[BEGIN Data shown]

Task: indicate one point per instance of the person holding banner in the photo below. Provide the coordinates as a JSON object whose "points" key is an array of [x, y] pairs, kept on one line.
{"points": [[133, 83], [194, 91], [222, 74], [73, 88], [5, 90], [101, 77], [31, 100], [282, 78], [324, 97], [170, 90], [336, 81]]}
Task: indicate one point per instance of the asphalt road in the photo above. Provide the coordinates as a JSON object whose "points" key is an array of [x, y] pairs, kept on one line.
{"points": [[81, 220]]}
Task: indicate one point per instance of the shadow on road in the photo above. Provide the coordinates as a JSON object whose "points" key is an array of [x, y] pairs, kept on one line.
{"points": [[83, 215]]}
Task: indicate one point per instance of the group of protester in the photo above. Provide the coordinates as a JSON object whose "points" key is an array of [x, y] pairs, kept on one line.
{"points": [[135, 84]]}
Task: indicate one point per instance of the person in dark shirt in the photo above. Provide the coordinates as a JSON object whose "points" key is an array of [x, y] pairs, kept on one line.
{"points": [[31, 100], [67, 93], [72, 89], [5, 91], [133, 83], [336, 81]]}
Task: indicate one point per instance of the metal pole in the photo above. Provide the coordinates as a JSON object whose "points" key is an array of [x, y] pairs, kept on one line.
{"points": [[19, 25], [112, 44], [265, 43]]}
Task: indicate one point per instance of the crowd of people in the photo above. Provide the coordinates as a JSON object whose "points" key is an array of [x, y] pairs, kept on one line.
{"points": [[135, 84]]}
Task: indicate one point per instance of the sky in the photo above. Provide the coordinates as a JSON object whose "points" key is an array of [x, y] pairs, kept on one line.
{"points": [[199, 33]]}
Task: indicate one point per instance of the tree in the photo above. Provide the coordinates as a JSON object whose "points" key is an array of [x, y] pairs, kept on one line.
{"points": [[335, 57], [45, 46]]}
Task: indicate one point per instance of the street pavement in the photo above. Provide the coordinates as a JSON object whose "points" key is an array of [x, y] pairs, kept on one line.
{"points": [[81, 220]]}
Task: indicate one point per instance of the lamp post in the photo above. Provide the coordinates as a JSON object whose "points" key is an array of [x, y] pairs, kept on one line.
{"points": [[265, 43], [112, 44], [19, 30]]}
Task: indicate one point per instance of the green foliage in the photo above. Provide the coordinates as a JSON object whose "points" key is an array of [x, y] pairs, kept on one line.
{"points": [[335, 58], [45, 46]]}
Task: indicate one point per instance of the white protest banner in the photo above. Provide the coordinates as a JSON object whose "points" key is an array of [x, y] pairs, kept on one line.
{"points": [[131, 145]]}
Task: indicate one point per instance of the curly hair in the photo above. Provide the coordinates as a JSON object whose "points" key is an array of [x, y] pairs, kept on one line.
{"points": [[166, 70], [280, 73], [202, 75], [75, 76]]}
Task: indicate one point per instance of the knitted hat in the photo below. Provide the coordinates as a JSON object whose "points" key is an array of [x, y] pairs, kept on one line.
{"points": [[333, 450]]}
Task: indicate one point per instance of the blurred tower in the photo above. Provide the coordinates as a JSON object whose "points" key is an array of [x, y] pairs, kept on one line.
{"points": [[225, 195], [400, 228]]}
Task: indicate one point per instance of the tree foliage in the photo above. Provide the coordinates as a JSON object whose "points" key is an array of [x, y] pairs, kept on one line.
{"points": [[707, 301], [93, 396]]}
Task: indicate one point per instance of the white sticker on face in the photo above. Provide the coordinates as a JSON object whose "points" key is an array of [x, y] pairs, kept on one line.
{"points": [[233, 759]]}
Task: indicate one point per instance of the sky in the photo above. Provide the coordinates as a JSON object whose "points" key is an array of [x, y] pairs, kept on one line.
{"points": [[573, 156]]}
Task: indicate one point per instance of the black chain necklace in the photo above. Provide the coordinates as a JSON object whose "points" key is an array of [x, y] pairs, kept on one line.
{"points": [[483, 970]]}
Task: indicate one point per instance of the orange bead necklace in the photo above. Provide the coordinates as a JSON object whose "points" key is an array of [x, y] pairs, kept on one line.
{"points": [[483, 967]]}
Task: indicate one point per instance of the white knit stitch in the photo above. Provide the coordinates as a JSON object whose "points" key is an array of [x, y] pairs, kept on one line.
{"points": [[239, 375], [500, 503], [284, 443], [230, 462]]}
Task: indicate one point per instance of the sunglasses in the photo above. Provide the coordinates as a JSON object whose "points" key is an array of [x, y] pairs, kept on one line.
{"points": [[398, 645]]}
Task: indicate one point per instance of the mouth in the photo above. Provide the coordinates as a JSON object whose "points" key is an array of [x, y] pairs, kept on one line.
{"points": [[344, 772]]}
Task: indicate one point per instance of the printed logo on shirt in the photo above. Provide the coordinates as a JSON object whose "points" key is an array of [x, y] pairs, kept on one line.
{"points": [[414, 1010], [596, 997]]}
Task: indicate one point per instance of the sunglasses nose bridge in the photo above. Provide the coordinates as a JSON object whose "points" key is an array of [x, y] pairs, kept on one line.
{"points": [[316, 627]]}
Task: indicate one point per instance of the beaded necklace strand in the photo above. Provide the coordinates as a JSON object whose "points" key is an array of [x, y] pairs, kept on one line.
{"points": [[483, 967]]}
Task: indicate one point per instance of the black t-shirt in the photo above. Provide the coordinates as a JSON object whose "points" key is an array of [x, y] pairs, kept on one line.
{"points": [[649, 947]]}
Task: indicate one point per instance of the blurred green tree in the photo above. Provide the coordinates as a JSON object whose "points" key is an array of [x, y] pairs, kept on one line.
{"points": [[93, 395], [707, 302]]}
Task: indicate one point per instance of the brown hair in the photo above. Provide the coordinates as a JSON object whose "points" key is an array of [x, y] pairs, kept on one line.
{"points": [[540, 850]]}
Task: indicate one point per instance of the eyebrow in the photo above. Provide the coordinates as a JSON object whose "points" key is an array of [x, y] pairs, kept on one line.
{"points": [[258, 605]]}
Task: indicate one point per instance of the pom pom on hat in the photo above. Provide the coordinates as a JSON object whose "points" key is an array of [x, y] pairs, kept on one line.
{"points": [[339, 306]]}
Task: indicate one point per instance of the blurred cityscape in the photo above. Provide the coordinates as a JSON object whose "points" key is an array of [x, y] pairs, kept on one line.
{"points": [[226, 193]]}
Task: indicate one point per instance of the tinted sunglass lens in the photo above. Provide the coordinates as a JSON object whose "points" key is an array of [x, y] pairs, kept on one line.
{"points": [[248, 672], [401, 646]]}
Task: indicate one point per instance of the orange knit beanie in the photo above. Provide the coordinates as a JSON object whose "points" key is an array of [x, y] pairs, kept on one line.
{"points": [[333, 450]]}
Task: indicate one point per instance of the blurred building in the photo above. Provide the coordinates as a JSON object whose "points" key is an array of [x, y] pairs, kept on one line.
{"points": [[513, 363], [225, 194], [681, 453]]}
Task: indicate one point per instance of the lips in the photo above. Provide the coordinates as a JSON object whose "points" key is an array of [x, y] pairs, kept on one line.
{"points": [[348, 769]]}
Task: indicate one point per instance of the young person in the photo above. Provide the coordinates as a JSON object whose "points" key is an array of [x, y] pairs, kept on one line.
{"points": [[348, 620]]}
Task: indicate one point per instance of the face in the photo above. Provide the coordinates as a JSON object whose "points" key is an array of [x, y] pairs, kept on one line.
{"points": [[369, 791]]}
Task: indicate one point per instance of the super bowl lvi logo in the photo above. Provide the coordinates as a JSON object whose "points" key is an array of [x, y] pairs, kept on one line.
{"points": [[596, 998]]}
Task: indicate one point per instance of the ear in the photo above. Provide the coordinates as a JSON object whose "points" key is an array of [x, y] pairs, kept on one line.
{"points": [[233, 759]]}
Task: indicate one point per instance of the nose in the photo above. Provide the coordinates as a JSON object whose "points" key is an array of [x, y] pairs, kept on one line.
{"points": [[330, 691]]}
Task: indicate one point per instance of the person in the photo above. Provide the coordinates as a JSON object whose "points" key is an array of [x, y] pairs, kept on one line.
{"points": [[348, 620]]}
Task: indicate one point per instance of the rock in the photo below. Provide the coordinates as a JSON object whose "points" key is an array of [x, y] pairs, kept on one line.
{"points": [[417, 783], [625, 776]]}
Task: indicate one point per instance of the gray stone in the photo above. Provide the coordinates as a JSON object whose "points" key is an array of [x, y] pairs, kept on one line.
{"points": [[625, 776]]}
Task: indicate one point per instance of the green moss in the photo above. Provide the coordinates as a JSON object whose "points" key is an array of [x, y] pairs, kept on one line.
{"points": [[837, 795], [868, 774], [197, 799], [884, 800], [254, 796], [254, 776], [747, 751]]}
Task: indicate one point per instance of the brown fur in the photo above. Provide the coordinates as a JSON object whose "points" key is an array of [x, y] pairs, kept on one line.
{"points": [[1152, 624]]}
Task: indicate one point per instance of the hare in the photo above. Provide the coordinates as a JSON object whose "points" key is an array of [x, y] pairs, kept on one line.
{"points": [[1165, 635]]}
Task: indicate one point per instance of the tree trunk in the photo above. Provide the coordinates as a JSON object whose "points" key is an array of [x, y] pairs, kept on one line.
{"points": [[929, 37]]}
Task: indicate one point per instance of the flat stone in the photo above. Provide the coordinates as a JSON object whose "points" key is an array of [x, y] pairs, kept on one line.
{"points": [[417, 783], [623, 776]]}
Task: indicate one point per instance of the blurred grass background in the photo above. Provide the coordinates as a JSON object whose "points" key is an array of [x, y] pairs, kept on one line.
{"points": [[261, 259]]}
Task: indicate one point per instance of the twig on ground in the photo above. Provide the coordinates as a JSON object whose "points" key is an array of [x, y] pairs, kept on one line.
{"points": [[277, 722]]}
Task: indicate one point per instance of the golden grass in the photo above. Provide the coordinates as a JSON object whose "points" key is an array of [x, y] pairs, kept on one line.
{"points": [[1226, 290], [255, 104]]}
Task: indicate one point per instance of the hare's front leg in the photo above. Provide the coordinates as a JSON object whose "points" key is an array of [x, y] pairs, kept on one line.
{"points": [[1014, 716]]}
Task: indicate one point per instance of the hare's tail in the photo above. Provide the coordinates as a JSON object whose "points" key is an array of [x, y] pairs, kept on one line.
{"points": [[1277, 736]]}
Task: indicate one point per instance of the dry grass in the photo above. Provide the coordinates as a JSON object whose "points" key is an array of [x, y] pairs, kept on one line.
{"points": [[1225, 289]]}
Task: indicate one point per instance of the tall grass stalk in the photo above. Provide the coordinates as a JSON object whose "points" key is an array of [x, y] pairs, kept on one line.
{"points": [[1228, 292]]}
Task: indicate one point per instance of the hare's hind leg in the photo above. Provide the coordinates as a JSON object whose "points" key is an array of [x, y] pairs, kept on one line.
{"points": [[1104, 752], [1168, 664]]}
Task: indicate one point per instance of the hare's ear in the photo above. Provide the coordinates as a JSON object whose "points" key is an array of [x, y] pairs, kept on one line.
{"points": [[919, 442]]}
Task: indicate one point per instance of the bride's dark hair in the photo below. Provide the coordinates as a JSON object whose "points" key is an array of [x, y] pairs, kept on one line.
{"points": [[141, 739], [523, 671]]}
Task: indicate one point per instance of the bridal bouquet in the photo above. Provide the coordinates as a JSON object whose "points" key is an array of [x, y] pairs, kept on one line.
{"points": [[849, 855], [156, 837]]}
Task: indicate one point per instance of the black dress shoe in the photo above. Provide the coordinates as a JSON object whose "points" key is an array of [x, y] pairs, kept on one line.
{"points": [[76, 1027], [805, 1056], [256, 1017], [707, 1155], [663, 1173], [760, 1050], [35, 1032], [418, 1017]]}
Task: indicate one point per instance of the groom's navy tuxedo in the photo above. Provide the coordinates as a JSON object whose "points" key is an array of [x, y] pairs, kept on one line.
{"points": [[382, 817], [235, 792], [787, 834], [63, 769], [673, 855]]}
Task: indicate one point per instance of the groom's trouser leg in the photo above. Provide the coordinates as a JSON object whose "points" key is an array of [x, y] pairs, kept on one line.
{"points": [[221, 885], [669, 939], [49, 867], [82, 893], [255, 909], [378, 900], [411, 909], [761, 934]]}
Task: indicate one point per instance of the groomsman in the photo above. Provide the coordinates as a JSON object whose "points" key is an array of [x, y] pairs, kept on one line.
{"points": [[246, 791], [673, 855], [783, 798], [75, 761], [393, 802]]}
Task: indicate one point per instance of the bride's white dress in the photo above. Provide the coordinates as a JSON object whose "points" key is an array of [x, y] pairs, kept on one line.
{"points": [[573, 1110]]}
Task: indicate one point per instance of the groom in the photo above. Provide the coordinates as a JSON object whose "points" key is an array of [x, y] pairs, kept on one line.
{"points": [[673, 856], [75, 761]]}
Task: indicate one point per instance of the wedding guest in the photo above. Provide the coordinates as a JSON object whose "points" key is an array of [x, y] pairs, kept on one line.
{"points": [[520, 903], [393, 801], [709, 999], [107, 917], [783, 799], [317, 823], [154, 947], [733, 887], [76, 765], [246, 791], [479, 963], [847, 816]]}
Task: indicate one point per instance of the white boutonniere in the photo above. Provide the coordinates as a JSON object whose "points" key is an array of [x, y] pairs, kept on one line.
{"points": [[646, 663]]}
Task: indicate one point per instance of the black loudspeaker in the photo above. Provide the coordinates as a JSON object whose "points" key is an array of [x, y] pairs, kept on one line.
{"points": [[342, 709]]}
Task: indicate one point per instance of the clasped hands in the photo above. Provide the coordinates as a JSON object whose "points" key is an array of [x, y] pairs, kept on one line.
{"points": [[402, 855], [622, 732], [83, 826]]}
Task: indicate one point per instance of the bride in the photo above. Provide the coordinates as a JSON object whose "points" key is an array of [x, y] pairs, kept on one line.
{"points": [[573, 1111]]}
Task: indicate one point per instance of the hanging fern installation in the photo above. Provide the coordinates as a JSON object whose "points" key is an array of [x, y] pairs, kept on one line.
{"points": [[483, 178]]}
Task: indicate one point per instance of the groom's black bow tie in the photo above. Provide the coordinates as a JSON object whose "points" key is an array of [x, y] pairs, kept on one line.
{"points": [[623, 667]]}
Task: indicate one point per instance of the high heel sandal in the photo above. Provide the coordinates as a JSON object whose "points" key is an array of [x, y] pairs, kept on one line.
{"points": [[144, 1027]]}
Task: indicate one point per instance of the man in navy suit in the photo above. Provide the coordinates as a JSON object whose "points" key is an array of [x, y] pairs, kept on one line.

[END Data shown]

- [Direction] Quote verbatim every line from the one containing "Task: indicate one point per instance of the bride in" through the final line of the rows above, both ends included.

- [Task solution]
Task: indicate one point per instance of the bride in the photo above. Provide the coordinates as a JSON object whose "points" key is an array of [x, y] pairs, kept on one line.
{"points": [[573, 1111]]}
Task: indicate one point per instance of the hanging fern installation in the photo above. Provide the coordinates as a JSON object whose "points" key is an array of [x, y] pairs, kept on one line.
{"points": [[483, 178]]}
Task: indicate one point per instance of the groom's black bow tie in the photo above. Provide the coordinates as a JSON object whose "points" key is an array of [x, y] pairs, kept on one line.
{"points": [[623, 667]]}
Task: indicate one point per instance of the high heel sandal in the photo above. Provide the coordinates as a JSON object whose "points" key is an array of [x, y] pairs, kept on one line.
{"points": [[144, 1027]]}
Task: indicate one point per instance of the man in navy suit in the photo above. Provide the coordinates as a JSON object whose "points" key is an array of [x, y] pairs, kept on one line.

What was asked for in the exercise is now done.